Home » Reliability Fundamentals: The Building Blocks for a Healthy Facility

Reliability Fundamentals: The Building Blocks for a Healthy Facility

March 30th, 2018 6 Min read

In any large factory, data center, or manufacturing facility, reliability and optimization are key. Without them, the people that they serve and the infrastructures that they support may struggle to survive, let alone thrive. At a time when almost anything can be “smart,” automated, or simply infused with technology, the question becomes not if, but how and which technologies can best benefit your business. Before you get that far, however, you must understand where your reliability program stands and what it is trying to achieve.

Understanding the Maturity of Your Reliability Program

At its core, a reliability strategy is a series of best practices that are intended to optimize the maintenance program of a company or a facility. A robust reliability program is one that enables a company to not only respond quickly to machine issues when they occur, but to prevent malfunctions in the first place.

Getting to the point of consistently preempting failures takes time. When considering implementing or growing a reliability program, it’s vital that you first take a step back to assess where you are on the reliability spectrum: Undeveloped, middle of the road, or mature. While very few programs are considered mature, very few are also entirely undeveloped. Let’s dive into what each of these categories means.

Undeveloped: The undeveloped reliability program has either no or insufficient data, leading to a lack of machine health understanding. Frequently, there is no dedicated reliability staff, no operator involvement in maintenance, and no predictive maintenance (PdM) technology. In many cases, this stems from a lack of knowledge and/or a lack of organizational buy-in.

- **Requests**
- a) The reliability article describes a spectrum for rating a reliability program. What are the three points on that spectrum?
- b) Print the part of the reliability article from "March 30th, 2018" up to and including "trying to achieve.", word for word.

- **Dataset content**
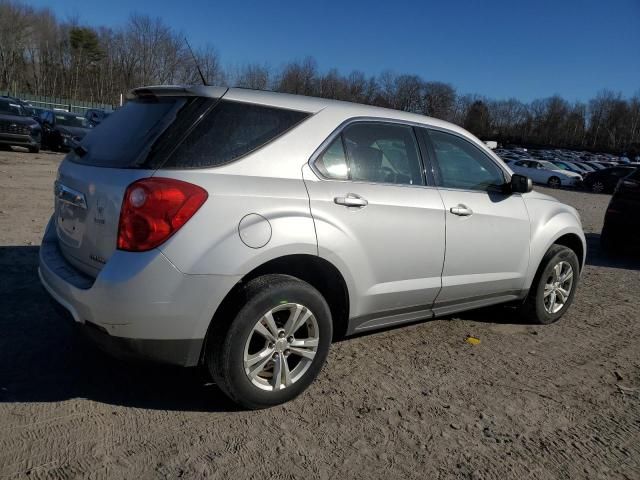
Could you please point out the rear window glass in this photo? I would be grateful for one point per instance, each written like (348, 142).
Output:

- **Task results**
- a) Undeveloped, middle of the road, and mature.

- b)
March 30th, 2018 6 Min read

In any large factory, data center, or manufacturing facility, reliability and optimization are key. Without them, the people that they serve and the infrastructures that they support may struggle to survive, let alone thrive. At a time when almost anything can be “smart,” automated, or simply infused with technology, the question becomes not if, but how and which technologies can best benefit your business. Before you get that far, however, you must understand where your reliability program stands and what it is trying to achieve.